THE TASK: Return every line from the entries below that contains the word "bottom", copying each one in full. Case counts, so only lines that match it letter for letter in upper and lower case qualify.

DATA EXCERPTS:
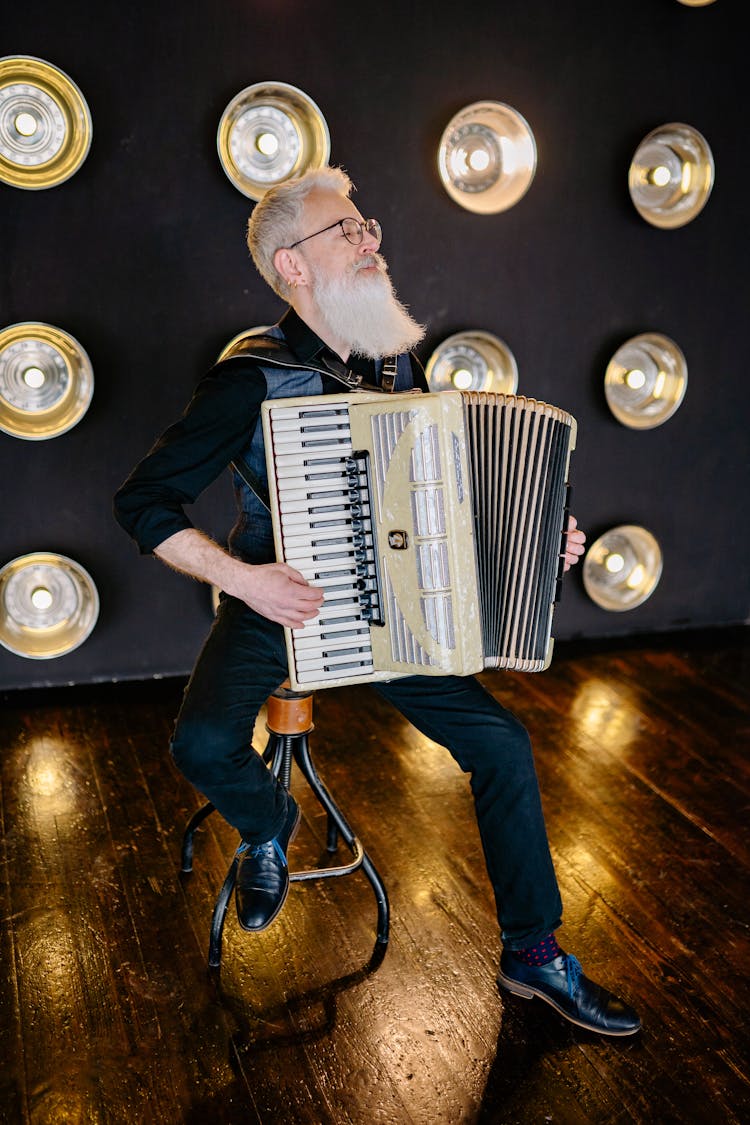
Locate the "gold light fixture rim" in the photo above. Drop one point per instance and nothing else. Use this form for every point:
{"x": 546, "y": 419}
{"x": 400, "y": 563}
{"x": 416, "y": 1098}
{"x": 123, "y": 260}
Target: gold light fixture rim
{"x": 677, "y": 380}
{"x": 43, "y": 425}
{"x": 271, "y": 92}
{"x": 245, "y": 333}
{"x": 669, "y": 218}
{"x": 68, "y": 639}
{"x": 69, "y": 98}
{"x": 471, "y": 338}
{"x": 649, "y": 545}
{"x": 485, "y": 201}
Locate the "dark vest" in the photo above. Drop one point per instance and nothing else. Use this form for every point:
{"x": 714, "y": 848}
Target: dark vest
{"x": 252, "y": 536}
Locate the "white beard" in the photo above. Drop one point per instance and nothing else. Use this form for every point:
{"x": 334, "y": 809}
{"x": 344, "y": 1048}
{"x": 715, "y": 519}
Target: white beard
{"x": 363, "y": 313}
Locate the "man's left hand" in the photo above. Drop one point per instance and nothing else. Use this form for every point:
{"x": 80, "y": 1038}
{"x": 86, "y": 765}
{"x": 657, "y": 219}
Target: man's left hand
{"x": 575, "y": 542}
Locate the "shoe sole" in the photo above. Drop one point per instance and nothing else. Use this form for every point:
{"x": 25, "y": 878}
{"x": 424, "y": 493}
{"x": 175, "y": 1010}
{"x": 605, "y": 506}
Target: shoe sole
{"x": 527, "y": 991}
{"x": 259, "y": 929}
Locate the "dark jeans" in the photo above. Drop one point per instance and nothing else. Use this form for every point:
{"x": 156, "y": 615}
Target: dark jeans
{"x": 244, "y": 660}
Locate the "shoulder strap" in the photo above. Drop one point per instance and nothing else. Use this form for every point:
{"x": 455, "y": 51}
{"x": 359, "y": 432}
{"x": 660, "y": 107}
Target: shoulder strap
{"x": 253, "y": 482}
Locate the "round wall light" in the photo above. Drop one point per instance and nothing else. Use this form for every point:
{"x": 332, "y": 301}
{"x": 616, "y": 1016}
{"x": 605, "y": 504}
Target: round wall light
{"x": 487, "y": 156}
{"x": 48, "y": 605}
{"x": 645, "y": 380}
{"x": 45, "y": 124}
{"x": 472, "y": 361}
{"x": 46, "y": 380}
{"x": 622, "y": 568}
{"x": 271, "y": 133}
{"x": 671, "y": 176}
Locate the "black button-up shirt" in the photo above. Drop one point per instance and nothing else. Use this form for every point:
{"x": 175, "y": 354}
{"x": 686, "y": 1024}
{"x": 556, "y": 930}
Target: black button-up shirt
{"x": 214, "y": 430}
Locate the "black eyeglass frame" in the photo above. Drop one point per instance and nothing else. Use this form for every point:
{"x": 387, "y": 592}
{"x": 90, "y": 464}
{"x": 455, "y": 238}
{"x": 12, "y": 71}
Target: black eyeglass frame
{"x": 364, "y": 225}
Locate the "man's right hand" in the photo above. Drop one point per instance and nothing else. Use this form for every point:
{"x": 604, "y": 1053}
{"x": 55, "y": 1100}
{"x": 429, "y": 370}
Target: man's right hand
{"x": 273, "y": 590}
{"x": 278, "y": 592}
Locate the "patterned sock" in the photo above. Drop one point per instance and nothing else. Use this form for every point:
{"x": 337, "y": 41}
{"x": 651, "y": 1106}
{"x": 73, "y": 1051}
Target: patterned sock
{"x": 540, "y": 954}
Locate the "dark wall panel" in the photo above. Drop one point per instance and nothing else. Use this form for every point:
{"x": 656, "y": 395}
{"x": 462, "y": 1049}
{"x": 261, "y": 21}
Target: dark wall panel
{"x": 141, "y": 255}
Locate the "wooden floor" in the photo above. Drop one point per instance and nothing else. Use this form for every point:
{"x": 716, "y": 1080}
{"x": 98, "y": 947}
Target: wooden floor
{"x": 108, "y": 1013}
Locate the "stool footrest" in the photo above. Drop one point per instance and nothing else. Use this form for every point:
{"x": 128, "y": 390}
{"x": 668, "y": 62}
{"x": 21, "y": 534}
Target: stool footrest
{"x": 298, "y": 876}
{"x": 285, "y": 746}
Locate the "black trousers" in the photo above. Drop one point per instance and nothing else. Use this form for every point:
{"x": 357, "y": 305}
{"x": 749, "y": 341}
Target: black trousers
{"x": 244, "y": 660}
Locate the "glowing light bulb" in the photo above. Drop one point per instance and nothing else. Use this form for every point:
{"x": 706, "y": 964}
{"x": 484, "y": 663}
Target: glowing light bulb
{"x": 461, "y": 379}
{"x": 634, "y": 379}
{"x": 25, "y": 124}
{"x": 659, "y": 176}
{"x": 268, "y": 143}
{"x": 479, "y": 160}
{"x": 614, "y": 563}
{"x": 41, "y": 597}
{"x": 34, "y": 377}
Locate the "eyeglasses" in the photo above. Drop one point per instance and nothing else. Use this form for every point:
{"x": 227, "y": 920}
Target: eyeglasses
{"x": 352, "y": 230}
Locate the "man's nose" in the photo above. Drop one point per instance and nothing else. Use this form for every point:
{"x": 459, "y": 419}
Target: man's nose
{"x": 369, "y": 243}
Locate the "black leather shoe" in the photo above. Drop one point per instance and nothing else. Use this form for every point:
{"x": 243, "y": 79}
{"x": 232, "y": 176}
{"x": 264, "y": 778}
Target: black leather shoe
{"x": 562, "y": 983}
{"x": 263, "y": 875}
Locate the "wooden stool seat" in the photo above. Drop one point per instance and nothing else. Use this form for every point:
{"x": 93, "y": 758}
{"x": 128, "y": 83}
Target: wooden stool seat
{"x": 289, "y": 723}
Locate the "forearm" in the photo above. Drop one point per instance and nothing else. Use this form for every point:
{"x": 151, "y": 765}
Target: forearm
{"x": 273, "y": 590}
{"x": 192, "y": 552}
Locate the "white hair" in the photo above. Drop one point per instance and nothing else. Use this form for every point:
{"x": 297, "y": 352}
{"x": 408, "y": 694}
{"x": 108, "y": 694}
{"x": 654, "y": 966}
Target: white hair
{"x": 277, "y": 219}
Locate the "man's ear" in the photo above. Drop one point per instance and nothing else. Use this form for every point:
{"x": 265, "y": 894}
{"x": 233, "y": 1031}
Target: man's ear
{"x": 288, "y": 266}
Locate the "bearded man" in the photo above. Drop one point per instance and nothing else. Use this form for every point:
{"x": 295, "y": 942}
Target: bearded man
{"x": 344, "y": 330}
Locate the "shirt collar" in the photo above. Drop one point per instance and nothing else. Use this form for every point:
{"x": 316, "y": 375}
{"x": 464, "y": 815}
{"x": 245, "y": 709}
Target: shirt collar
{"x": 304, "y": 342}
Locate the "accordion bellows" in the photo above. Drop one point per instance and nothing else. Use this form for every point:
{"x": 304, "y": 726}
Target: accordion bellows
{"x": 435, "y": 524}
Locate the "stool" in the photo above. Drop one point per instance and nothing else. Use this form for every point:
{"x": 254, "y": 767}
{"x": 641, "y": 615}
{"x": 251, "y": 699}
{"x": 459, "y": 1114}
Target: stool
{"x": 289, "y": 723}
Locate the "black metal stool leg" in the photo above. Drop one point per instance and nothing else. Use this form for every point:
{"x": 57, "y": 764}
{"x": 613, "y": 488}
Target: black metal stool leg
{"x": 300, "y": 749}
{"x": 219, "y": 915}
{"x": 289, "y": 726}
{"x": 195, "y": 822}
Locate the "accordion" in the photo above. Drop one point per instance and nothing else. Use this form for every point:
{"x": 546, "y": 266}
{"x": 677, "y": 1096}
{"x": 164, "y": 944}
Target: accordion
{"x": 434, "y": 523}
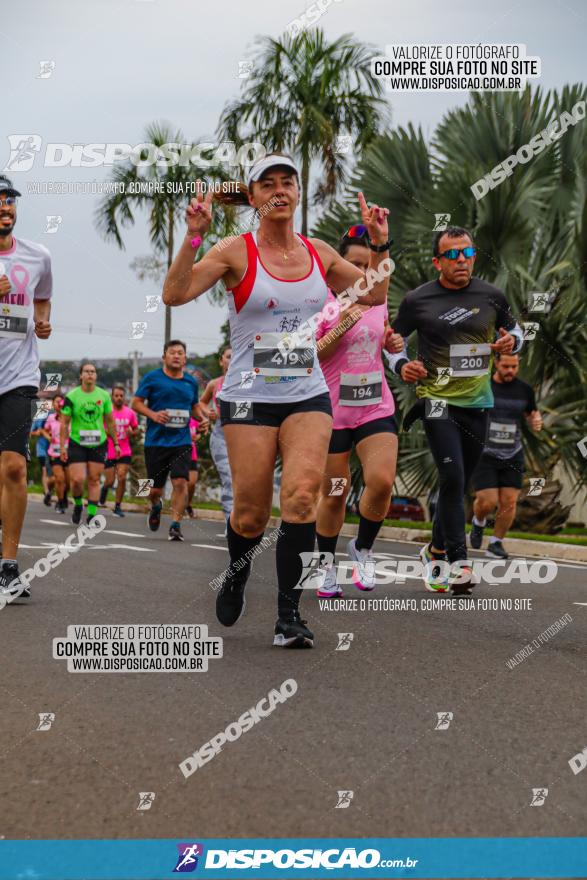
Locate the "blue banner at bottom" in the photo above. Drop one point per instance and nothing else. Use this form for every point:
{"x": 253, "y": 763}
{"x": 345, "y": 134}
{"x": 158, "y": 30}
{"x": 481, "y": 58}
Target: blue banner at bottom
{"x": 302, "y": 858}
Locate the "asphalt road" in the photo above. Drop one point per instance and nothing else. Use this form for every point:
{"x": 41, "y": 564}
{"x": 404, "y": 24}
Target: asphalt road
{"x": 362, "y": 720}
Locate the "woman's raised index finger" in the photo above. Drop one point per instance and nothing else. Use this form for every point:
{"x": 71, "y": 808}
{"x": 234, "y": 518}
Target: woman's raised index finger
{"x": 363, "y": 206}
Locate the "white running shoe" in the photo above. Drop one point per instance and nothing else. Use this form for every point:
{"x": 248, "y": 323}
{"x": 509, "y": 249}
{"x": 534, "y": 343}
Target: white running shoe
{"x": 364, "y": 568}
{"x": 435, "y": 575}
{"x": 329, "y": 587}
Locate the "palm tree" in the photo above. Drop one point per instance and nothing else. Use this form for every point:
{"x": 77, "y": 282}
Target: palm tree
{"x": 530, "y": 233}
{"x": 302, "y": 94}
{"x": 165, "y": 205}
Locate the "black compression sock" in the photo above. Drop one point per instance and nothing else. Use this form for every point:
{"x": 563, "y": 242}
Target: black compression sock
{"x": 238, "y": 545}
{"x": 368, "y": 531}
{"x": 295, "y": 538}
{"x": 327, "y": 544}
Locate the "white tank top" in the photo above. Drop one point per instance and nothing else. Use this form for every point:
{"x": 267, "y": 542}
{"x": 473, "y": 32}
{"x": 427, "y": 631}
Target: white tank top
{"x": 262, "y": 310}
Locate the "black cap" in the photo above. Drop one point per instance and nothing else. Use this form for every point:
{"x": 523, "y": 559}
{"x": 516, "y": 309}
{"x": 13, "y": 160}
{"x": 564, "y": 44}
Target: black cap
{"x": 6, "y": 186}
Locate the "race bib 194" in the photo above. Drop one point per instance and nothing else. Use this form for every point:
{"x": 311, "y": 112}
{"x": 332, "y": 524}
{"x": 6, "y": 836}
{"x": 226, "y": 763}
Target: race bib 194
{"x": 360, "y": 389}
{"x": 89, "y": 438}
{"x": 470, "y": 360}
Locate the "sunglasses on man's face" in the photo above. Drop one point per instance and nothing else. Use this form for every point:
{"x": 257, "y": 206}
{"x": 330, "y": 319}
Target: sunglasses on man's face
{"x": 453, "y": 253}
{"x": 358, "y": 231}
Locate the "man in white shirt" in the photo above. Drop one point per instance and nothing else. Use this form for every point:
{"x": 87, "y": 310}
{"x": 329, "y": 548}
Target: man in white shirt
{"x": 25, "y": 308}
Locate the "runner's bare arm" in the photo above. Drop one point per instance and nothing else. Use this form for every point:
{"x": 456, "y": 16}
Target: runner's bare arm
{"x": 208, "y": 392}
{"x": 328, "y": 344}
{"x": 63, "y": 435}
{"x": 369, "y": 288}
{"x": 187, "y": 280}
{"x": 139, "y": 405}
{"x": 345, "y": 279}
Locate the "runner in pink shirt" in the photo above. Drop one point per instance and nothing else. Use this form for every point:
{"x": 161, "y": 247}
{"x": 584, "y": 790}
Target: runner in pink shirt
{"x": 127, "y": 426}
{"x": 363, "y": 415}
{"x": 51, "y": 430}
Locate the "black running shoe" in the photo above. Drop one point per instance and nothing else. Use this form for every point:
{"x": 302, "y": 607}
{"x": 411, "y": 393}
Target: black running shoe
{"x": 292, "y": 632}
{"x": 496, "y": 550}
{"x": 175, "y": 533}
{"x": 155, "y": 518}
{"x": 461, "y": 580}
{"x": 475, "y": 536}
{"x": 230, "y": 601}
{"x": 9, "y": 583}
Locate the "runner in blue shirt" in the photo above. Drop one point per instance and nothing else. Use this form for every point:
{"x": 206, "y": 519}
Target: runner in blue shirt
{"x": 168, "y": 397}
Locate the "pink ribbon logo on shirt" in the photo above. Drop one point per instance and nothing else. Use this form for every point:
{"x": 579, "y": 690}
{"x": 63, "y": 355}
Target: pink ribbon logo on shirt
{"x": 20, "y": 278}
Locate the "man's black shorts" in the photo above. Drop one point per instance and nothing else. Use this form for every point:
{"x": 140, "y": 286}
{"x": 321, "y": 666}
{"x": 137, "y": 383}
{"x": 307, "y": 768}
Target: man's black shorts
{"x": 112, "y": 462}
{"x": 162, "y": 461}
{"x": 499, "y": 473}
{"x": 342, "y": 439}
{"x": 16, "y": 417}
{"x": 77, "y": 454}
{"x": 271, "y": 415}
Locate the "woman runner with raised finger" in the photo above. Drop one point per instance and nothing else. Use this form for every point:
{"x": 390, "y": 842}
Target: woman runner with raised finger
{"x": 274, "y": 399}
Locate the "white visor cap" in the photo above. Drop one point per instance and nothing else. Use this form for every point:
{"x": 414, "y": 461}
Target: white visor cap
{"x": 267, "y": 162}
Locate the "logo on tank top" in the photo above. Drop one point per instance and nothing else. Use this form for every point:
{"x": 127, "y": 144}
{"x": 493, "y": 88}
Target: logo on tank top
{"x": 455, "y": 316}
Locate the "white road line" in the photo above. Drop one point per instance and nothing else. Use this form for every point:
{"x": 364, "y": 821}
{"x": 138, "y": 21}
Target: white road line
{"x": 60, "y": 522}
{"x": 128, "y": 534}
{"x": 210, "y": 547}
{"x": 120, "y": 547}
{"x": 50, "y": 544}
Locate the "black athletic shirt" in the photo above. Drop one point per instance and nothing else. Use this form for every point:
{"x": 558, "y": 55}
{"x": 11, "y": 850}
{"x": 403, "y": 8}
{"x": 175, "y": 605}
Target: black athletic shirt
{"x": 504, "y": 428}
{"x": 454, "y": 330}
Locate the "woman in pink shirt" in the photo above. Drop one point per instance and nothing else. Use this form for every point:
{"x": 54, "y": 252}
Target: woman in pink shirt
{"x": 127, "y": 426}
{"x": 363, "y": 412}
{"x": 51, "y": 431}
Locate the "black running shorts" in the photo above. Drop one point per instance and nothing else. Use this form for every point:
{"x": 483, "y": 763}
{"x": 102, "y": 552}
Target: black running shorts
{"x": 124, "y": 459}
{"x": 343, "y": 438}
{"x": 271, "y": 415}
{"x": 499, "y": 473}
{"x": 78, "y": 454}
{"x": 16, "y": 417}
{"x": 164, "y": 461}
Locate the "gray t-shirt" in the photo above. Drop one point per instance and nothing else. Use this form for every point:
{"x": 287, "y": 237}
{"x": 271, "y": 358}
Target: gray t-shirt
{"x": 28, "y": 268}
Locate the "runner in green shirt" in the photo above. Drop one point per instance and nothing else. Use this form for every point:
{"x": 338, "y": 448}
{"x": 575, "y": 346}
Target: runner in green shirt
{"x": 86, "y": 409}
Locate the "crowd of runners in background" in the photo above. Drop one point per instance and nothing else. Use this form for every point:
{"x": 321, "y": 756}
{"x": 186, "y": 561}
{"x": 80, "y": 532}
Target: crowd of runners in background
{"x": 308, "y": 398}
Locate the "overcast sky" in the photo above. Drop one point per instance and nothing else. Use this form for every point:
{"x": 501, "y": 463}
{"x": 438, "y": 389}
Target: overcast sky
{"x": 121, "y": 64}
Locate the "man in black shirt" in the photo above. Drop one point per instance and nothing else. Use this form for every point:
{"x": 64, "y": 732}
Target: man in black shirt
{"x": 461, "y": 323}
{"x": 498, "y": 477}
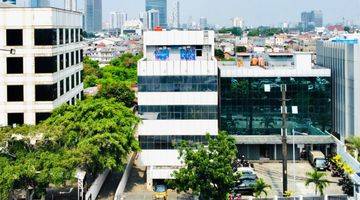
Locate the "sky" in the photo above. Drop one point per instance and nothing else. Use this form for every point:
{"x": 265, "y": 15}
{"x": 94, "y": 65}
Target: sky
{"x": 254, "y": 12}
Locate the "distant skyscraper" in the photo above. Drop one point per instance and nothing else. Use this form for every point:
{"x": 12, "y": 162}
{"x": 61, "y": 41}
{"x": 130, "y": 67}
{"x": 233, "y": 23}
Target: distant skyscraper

RESULT:
Locate the "blue banner at bottom" in the photo above. Drop one point per instance and nothing else. Use this form for every point:
Target: blue banner at bottom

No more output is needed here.